-- Start of RAW RECORDS --
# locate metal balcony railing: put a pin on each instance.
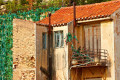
(89, 57)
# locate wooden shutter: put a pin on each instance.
(92, 37)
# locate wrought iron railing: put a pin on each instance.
(89, 57)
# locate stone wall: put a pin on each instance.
(24, 50)
(41, 54)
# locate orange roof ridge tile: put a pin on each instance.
(83, 12)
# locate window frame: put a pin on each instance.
(44, 40)
(60, 35)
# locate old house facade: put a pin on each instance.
(97, 31)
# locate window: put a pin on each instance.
(58, 38)
(44, 40)
(92, 37)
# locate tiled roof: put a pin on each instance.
(83, 12)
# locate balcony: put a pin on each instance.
(87, 58)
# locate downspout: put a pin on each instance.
(49, 57)
(74, 25)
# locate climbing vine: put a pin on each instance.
(6, 37)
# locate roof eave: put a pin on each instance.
(93, 20)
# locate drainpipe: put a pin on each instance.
(74, 25)
(74, 21)
(49, 57)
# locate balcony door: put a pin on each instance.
(92, 37)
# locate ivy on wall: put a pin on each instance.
(6, 37)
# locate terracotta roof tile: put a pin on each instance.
(83, 12)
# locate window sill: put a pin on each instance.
(58, 47)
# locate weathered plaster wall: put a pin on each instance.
(41, 54)
(23, 50)
(61, 57)
(116, 17)
(107, 42)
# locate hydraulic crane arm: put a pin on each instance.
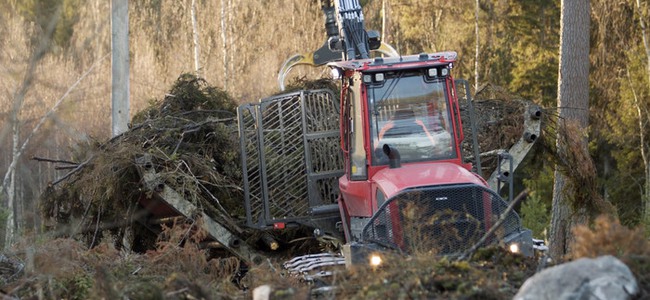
(347, 39)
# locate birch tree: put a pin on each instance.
(573, 106)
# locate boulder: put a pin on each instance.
(604, 278)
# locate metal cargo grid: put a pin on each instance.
(291, 156)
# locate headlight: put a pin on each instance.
(514, 248)
(375, 260)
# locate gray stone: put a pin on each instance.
(602, 278)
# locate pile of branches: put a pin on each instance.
(190, 136)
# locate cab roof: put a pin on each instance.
(398, 62)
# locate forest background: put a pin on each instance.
(242, 44)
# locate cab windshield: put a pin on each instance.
(409, 112)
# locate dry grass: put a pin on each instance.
(609, 237)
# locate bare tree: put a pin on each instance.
(573, 106)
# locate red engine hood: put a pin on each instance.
(392, 181)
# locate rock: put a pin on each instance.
(262, 292)
(601, 278)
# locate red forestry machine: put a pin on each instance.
(379, 167)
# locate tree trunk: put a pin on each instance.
(573, 106)
(646, 190)
(476, 53)
(195, 32)
(224, 49)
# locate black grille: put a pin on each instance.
(441, 219)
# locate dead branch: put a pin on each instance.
(51, 160)
(75, 170)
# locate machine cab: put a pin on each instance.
(396, 111)
(407, 103)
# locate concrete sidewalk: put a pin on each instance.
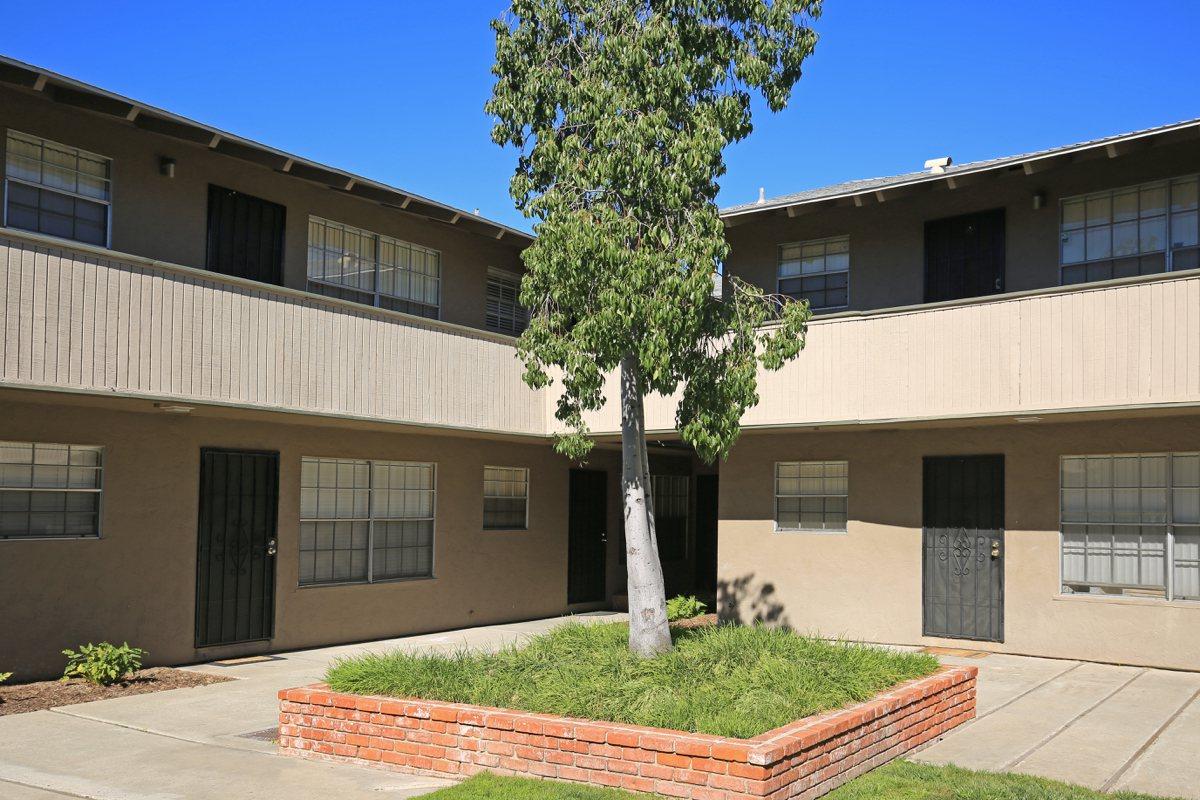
(211, 741)
(1101, 726)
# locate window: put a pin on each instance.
(57, 190)
(811, 495)
(359, 265)
(817, 271)
(505, 498)
(1131, 525)
(504, 311)
(670, 497)
(48, 491)
(364, 521)
(1134, 230)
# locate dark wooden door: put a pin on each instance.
(245, 235)
(964, 547)
(235, 552)
(965, 256)
(706, 533)
(587, 536)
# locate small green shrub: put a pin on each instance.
(684, 608)
(102, 663)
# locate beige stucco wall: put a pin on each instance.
(887, 239)
(138, 581)
(865, 584)
(166, 218)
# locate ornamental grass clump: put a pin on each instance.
(725, 680)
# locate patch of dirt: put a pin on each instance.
(22, 698)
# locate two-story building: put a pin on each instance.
(250, 403)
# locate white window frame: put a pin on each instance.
-- End of RAW RECORDS --
#### OBJECTIVE:
Reproduce every one of the lines above word for word, leaving the pictures out of your answer.

#### SOLUTION FOR THIS EXERCISE:
# locate metal balcony railing: put a pin on each instance.
(89, 57)
# locate wooden shutter: put a pin on each instance.
(92, 37)
# locate wrought iron railing: put a pin on each instance.
(89, 57)
# locate stone wall: put a pin on each instance.
(24, 50)
(41, 54)
# locate orange roof ridge tile: put a pin on each instance.
(83, 12)
# locate window frame: put a pin on each instance.
(44, 40)
(60, 35)
# locate old house facade: put a pin on each instance.
(97, 31)
# locate window: put a pin on each instance.
(58, 38)
(44, 40)
(92, 37)
# locate tiled roof: put a pin on each instance.
(83, 12)
# locate balcony: put a pin on each instance.
(87, 58)
# locate downspout: put a pin on each instance.
(49, 57)
(74, 25)
# locate climbing vine: put a pin on each instance.
(6, 37)
# locate roof eave: put a pin on each instance.
(93, 20)
# locate drainpipe: put a pin on each instance.
(74, 25)
(74, 21)
(49, 57)
# locate balcony door: put a pin on each instance.
(92, 37)
# locate ivy on wall: put a pin on each instance.
(6, 37)
# locate terracotta roof tile: put a pin on each instance.
(83, 12)
# locate window sill: put a pin on each instance.
(58, 47)
# locate weathered plaster wall: put a pin on each instance.
(41, 54)
(23, 50)
(61, 57)
(116, 17)
(107, 42)
# locate hydraulic crane arm: put a pin on each instance.
(347, 39)
# locate birch tree: put a pin on each instance.
(573, 106)
# locate boulder: put a pin on each instance.
(604, 278)
# locate metal cargo grid: put a pin on each instance.
(291, 156)
# locate headlight: put a pin on each instance.
(514, 248)
(375, 260)
# locate gray stone: put a pin on each instance.
(602, 278)
# locate pile of branches: put a pin on each instance.
(190, 136)
# locate cab roof: put a pin on each instance.
(398, 62)
# locate forest background: put a pin on each instance.
(242, 44)
# locate cab windshield: put a pin on each instance.
(409, 112)
# locate dry grass: put a pin on each instance.
(609, 237)
# locate bare tree: put a pin on each instance.
(573, 106)
# locate red engine hood: put a pin on each instance.
(392, 181)
# locate rock: put a pin on each instance.
(262, 292)
(601, 278)
# locate red forestry machine: put a pin on each instance.
(379, 167)
# locate tree trunk: put a pin on each instance.
(573, 106)
(646, 190)
(476, 53)
(195, 32)
(224, 49)
# locate black grille: put a pin on each instance.
(441, 219)
# locate dead branch: put a pin on each instance.
(51, 160)
(75, 170)
# locate machine cab: put a pin on each instance.
(396, 111)
(407, 103)
# locate concrete sidewalk: put a pin on each instance.
(211, 741)
(1101, 726)
# locate window: put a pin on each instance.
(57, 190)
(811, 495)
(359, 265)
(817, 271)
(505, 498)
(1131, 525)
(504, 311)
(670, 497)
(48, 491)
(364, 521)
(1134, 230)
# locate dark wooden door: put a pin on each instance.
(245, 235)
(964, 547)
(235, 552)
(965, 256)
(706, 533)
(587, 536)
# locate small green shrub: put a pin on each instance.
(684, 608)
(102, 663)
# locate beige stucco wall: put a pin on each instance.
(887, 239)
(138, 581)
(865, 584)
(166, 218)
# locate ornamental grass clump: put a pin on each instance.
(725, 680)
# locate patch of dirt: put a pin on each instance.
(22, 698)
# locate two-story building: put a pin on each instance.
(250, 403)
# locate white window frame: put a pin on each instance.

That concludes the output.